• Excerpt provided:

%%

Gammarus pulex (Crustacea: Amphipoda) avoids increasing water temperature and intraspecific competition through vertical migration into the hyporheic zone: a mesocosm experiment

Abstract

The saturated interstices below and adjacent to the riverbed (i.e., the hyporheic zone) can be a refuge for biota during low flows, flow cessation and river drying. Prior to complete drying, organisms are constrained by abiotic and biotic factors (e.g., water temperature, competition) and may respond through vertical migration into the hyporheic zone. However, it remains unclear when temperature and competition become harsh enough to trigger migration. Furthermore, potential consequences of using the hyporheic zone, which is often food-limited, on the survival, effects on ecosystem function and physiology of organisms are unknown. We tested the hypotheses that (1) Gammarus pulex, a widespread detritivore, migrates into the hyporheic zone to avoid increasing surface water temperature and intraspecific competition and (2) that these factors would reduce their survival, leaf mass consumption and energy stores. Using 36 mesocosms, three temperature (15, 20, 25 °C) and species density levels (low, medium, high) were manipulated in a factorial design over 15 days. Increasing temperature to 25 °C and a threefold increase in density both caused G. pulex to vertically migrate, and the interaction of these factors was additive, rather than antagonistic or synergistic. Importantly, survival, leaf consumption and glycogen content were reduced in high temperature and density treatments, suggesting tradeoffs between tolerating harsh surface conditions and limitations of inhabiting the hyporheic zone. Identifying that the hyporheic zone is used by G. pulex to avoid high water temperature and intraspecific competition is a key finding considering the global-scale increases in temperature and flow intermittence.

%%

• Data provided:

%%

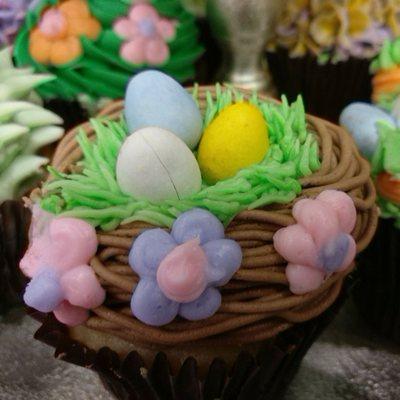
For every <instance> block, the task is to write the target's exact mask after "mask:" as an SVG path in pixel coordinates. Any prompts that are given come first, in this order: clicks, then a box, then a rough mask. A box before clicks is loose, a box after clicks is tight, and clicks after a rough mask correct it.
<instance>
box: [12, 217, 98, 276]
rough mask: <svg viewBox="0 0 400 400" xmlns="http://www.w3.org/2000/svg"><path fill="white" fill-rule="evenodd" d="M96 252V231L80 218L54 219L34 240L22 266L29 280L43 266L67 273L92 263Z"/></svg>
mask: <svg viewBox="0 0 400 400" xmlns="http://www.w3.org/2000/svg"><path fill="white" fill-rule="evenodd" d="M71 249H73V251H67V250H71ZM96 250H97V236H96V231H95V229H94V228H93V227H92V226H91V225H90V224H88V223H87V222H85V221H82V220H80V219H76V218H54V219H53V220H52V221H51V222H50V225H49V227H48V229H47V230H46V231H45V232H42V234H41V235H40V236H38V237H36V238H33V240H32V243H31V245H30V247H29V248H28V251H27V252H26V254H25V255H24V257H23V258H22V260H21V262H20V267H21V269H22V271H23V272H24V274H25V275H27V276H29V277H33V276H34V274H35V273H36V271H38V270H39V269H40V268H43V266H51V267H52V268H54V269H56V270H57V271H66V270H68V269H69V268H72V267H75V266H77V265H79V264H86V263H87V262H89V260H90V259H91V258H92V257H93V255H94V254H96Z"/></svg>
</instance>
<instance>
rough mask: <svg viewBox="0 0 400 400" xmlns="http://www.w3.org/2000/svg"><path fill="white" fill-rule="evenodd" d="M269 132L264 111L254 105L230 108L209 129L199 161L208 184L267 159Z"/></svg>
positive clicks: (238, 104)
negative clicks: (262, 159)
mask: <svg viewBox="0 0 400 400" xmlns="http://www.w3.org/2000/svg"><path fill="white" fill-rule="evenodd" d="M268 147H269V140H268V129H267V124H266V121H265V119H264V117H263V115H262V114H261V111H260V110H259V109H258V108H257V107H255V106H253V105H252V104H250V103H245V102H243V103H237V104H233V105H231V106H229V107H226V108H225V109H224V110H222V111H221V113H220V114H219V115H218V116H217V118H215V119H214V121H212V122H211V124H210V125H209V126H208V127H207V129H206V130H205V132H204V134H203V137H202V139H201V142H200V146H199V153H198V161H199V165H200V169H201V171H202V175H203V178H204V179H205V181H206V182H208V183H210V184H213V183H216V182H217V181H219V180H223V179H227V178H231V177H233V176H235V175H236V173H237V172H238V171H239V170H241V169H243V168H245V167H248V166H250V165H252V164H257V163H259V162H260V161H262V159H263V158H264V157H265V154H266V153H267V150H268Z"/></svg>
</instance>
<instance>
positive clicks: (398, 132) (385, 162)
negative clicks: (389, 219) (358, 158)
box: [371, 121, 400, 229]
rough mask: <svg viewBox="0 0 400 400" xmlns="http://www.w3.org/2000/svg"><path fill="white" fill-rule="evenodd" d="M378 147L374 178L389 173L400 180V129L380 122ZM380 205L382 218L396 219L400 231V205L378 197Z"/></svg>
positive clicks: (372, 173)
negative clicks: (378, 174)
mask: <svg viewBox="0 0 400 400" xmlns="http://www.w3.org/2000/svg"><path fill="white" fill-rule="evenodd" d="M378 131H379V142H378V147H377V149H376V151H375V153H374V156H373V158H372V160H371V164H372V175H373V177H374V178H376V176H377V175H378V174H379V173H381V172H383V171H386V172H389V173H390V174H392V175H393V176H394V177H396V178H397V179H400V129H399V128H396V127H394V126H392V125H390V124H388V123H386V122H383V121H381V122H379V124H378ZM378 205H379V208H380V210H381V215H380V216H381V217H382V218H394V219H395V220H396V222H395V225H396V227H397V228H399V229H400V205H398V204H395V203H393V202H391V201H389V200H386V199H384V198H382V197H381V196H379V195H378Z"/></svg>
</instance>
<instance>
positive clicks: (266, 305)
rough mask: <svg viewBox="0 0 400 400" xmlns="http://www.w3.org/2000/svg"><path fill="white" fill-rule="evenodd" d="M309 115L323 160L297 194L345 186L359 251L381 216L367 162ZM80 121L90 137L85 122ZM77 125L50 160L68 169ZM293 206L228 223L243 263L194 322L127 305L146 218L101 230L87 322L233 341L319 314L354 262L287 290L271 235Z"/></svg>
mask: <svg viewBox="0 0 400 400" xmlns="http://www.w3.org/2000/svg"><path fill="white" fill-rule="evenodd" d="M207 90H208V91H210V92H211V93H214V88H200V89H199V105H200V108H202V109H203V108H204V106H205V103H206V91H207ZM122 107H123V104H122V102H116V103H113V104H112V105H111V106H109V107H108V108H106V109H105V110H103V112H102V113H101V115H106V116H108V117H109V118H110V119H118V118H120V116H121V111H122ZM307 121H308V125H309V129H310V130H311V131H312V132H315V134H316V136H317V138H318V142H319V145H320V157H321V168H320V169H319V171H317V172H316V173H314V174H313V175H310V176H307V177H304V178H302V179H301V180H300V182H301V185H302V188H303V190H302V193H301V195H300V196H299V197H298V198H297V199H296V200H295V201H297V200H299V199H301V198H304V197H315V196H317V195H318V194H319V193H320V192H322V191H324V190H327V189H336V190H342V191H344V192H346V193H347V194H348V195H349V196H351V198H352V199H353V201H354V204H355V206H356V208H357V223H356V227H355V229H354V231H353V232H352V235H353V237H354V238H355V240H356V243H357V252H360V251H362V250H363V249H365V248H366V247H367V245H368V244H369V242H370V241H371V239H372V236H373V235H374V233H375V230H376V225H377V220H378V213H377V208H376V206H375V189H374V185H373V183H372V181H371V180H370V168H369V164H368V162H367V161H366V160H364V159H363V158H362V157H361V156H360V154H359V152H358V150H357V148H356V146H355V144H354V142H353V140H352V138H351V137H350V136H349V135H348V134H346V133H345V131H344V130H343V129H341V128H339V127H338V126H336V125H333V124H331V123H329V122H326V121H323V120H321V119H318V118H316V117H312V116H308V117H307ZM79 129H84V130H85V132H86V133H87V134H88V136H89V137H93V134H94V132H93V130H92V128H91V126H90V124H84V125H82V126H81V127H79ZM77 132H78V130H77V129H75V130H73V131H71V132H70V133H69V134H68V135H67V136H66V137H65V138H64V140H63V141H62V142H61V143H60V145H59V147H58V149H57V151H56V154H55V156H54V160H53V164H52V165H53V167H55V168H57V169H58V170H59V171H61V172H69V171H71V170H73V169H74V165H75V164H76V162H77V161H79V159H80V158H81V156H82V153H81V150H80V148H79V146H78V144H77V143H76V141H75V135H76V133H77ZM292 207H293V203H290V204H286V205H271V206H267V207H264V208H262V209H256V210H249V211H244V212H242V213H240V214H239V215H237V216H236V217H235V218H234V220H233V221H232V222H231V224H230V225H229V226H228V227H227V230H226V235H227V237H229V238H232V239H234V240H236V241H237V242H238V243H239V244H240V246H241V247H242V250H243V254H244V258H243V263H242V266H241V268H240V269H239V271H238V272H237V273H236V274H235V275H234V277H233V279H232V280H231V281H230V282H229V283H228V284H227V285H226V286H224V287H223V288H221V293H222V298H223V301H222V306H221V308H220V309H219V311H218V312H217V314H215V315H214V316H213V317H211V318H209V319H206V320H203V321H197V322H190V321H184V320H181V319H176V320H175V321H174V322H172V323H171V324H168V325H166V326H164V327H161V328H154V327H150V326H147V325H145V324H143V323H142V322H140V321H138V320H137V319H136V318H134V317H133V316H132V314H131V310H130V307H129V303H130V299H131V296H132V291H133V289H134V288H135V285H136V283H137V282H138V277H137V276H136V275H135V273H134V272H133V271H132V269H131V268H130V266H129V264H128V252H129V249H130V248H131V245H132V241H133V240H135V238H136V237H137V236H138V235H139V234H140V233H141V232H142V230H143V229H144V228H148V227H151V226H150V225H148V224H145V223H140V222H135V223H131V224H129V225H124V226H120V227H119V228H118V229H116V230H114V231H111V232H101V231H99V232H98V240H99V244H100V246H99V250H98V253H97V255H96V257H94V258H93V259H92V260H91V266H92V267H93V269H94V271H95V272H96V274H97V276H98V278H99V280H100V283H101V284H102V286H103V288H104V289H105V290H106V292H107V300H106V302H105V303H104V304H103V305H102V306H101V307H99V308H97V309H94V310H92V315H91V317H90V319H89V320H88V321H87V322H86V327H87V328H89V329H93V330H96V331H100V332H104V333H107V334H109V335H111V336H117V337H119V338H121V339H124V340H126V341H128V342H132V343H136V344H142V345H144V346H146V345H149V346H150V345H159V346H174V345H176V344H183V343H190V344H191V346H205V345H206V346H210V345H217V344H218V345H223V346H225V345H226V346H230V345H240V344H246V343H254V342H258V341H263V340H265V339H268V338H271V337H274V336H276V335H277V334H278V333H280V332H282V331H285V330H287V329H288V328H290V327H291V326H293V325H294V324H298V323H302V322H305V321H308V320H311V319H313V318H315V317H317V316H319V315H320V314H322V313H323V312H324V311H325V310H326V309H327V308H329V307H330V306H331V305H332V304H333V303H334V302H335V300H336V299H337V297H338V295H339V293H340V291H341V288H342V285H343V281H344V278H345V277H346V276H347V275H348V274H349V273H350V272H351V271H352V270H353V268H354V264H353V265H352V266H351V267H349V268H348V269H347V270H346V271H343V272H340V273H335V274H333V275H332V276H331V277H330V278H328V279H327V280H326V281H325V282H324V284H323V285H322V286H321V287H320V288H319V289H318V290H315V291H313V292H311V293H308V294H305V295H301V296H299V295H294V294H292V293H291V292H290V291H289V285H288V282H287V279H286V276H285V267H286V261H285V260H284V259H283V258H282V257H281V256H280V255H279V254H278V253H277V252H276V251H275V249H274V246H273V243H272V237H273V235H274V233H275V232H276V231H277V230H279V229H280V228H282V227H285V226H288V225H291V224H293V223H295V221H294V219H293V217H292Z"/></svg>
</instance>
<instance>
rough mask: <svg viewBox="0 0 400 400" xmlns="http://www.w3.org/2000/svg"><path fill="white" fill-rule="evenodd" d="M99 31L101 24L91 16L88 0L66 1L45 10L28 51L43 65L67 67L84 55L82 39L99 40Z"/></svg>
mask: <svg viewBox="0 0 400 400" xmlns="http://www.w3.org/2000/svg"><path fill="white" fill-rule="evenodd" d="M100 32H101V25H100V23H99V21H97V19H95V18H94V17H93V16H92V15H91V14H90V10H89V7H88V5H87V2H86V0H64V1H61V2H60V4H59V5H57V6H54V7H50V8H47V9H45V11H44V13H43V14H42V16H41V18H40V21H39V23H38V26H37V27H36V28H34V29H33V30H32V31H31V32H30V36H29V40H30V43H29V52H30V54H31V56H32V58H33V59H34V60H35V61H37V62H39V63H41V64H45V65H55V66H57V65H63V64H67V63H69V62H71V61H74V60H76V59H77V58H79V57H80V56H81V55H82V52H83V49H82V45H81V41H80V36H86V37H88V38H90V39H96V38H97V37H98V36H99V34H100Z"/></svg>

%%

• What to produce: According to the abstract above on Gammarus pulex, which three water temperatures were tested in the mesocosm experiment?

• Answer to this task: 15, 20, and 25 °C.